§ **Problem**
Review the material line by line. Identify and copy every line that contains the string "below".

§ **Source material**

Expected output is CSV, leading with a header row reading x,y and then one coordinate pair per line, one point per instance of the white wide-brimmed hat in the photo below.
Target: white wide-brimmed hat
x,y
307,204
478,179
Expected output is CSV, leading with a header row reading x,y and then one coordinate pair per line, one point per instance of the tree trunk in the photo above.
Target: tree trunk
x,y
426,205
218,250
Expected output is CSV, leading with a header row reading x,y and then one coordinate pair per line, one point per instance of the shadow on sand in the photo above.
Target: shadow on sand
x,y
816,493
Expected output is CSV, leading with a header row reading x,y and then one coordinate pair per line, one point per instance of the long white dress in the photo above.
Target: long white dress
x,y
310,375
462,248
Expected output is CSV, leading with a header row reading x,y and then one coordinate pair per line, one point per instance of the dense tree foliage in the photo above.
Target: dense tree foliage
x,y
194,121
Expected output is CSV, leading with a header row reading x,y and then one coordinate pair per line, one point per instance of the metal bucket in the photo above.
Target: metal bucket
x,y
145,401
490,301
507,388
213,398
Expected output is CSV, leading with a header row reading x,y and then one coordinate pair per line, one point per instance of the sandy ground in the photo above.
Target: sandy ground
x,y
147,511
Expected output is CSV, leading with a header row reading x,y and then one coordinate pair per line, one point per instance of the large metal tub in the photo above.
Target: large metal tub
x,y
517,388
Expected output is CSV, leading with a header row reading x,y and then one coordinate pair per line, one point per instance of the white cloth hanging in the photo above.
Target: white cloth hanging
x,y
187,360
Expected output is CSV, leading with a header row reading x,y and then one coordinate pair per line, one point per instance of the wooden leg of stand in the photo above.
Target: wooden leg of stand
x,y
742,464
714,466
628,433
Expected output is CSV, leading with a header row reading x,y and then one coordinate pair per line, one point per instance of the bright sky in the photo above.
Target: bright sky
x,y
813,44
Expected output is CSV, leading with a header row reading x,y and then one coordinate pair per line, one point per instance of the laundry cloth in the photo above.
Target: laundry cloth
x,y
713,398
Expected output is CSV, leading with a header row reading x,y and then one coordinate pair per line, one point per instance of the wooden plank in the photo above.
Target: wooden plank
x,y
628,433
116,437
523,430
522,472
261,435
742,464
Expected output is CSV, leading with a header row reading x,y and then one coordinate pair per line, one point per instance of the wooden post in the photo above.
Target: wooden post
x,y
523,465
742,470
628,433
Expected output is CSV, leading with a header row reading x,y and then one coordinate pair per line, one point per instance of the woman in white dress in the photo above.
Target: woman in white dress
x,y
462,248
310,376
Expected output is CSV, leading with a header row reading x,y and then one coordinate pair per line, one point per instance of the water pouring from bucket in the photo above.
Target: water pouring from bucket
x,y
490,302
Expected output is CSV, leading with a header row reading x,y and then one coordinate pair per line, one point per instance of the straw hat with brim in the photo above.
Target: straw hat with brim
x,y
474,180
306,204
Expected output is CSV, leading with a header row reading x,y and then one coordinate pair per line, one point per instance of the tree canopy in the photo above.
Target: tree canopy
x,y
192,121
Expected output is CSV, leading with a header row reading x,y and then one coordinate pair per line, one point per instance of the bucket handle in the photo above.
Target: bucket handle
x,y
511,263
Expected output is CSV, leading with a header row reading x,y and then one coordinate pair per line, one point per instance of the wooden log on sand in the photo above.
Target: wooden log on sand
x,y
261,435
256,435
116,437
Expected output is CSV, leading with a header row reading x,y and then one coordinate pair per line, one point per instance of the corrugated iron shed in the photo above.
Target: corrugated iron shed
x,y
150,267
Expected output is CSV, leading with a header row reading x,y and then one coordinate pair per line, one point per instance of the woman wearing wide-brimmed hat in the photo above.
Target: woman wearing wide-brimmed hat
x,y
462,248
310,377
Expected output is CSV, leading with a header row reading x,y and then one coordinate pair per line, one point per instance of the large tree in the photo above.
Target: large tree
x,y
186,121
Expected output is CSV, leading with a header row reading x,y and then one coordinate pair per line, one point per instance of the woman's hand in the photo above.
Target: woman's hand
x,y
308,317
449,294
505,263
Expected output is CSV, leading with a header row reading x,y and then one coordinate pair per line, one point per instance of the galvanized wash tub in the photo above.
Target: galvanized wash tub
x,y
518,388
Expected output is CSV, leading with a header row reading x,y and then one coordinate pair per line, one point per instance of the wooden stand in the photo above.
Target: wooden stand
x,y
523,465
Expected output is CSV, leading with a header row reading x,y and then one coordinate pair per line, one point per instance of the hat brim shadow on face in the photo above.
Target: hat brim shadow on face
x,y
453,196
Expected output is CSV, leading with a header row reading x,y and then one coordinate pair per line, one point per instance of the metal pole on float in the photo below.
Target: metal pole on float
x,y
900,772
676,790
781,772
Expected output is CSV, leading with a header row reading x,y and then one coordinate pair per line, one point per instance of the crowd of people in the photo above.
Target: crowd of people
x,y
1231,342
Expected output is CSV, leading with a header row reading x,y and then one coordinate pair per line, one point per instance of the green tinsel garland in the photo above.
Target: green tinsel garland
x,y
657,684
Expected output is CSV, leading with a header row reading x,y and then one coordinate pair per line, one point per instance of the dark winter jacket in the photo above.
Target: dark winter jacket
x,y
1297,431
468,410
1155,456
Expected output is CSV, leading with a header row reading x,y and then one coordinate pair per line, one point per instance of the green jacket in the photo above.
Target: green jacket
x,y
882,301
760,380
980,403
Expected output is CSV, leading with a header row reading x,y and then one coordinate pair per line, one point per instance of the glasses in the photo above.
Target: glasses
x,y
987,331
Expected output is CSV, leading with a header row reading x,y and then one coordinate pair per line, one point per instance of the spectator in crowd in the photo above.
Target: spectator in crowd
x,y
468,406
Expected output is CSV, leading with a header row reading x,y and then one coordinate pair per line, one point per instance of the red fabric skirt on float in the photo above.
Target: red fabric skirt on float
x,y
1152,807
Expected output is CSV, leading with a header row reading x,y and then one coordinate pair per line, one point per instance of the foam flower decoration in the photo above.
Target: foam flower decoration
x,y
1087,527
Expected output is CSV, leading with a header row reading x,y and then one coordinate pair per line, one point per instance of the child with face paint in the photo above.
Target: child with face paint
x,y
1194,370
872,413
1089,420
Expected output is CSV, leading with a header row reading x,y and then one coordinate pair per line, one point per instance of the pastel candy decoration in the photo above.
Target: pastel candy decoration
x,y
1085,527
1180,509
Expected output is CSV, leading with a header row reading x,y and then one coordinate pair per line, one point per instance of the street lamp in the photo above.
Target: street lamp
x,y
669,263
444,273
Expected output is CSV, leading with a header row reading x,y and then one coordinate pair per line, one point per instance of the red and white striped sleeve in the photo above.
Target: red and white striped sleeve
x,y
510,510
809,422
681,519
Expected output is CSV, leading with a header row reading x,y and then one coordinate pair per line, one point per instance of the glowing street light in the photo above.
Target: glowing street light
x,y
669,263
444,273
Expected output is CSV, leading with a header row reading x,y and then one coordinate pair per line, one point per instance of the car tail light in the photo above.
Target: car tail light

§ **Answer box**
Expected output is CSV, leading with a header row reading x,y and then one coordinate pair per line, one point per instance of the white wide-brimmed hat in the photo below.
Expected output is CSV, leading with a header row reading x,y and then one coordinate pair per line, one point per instance of the metal pole on float in the photo below.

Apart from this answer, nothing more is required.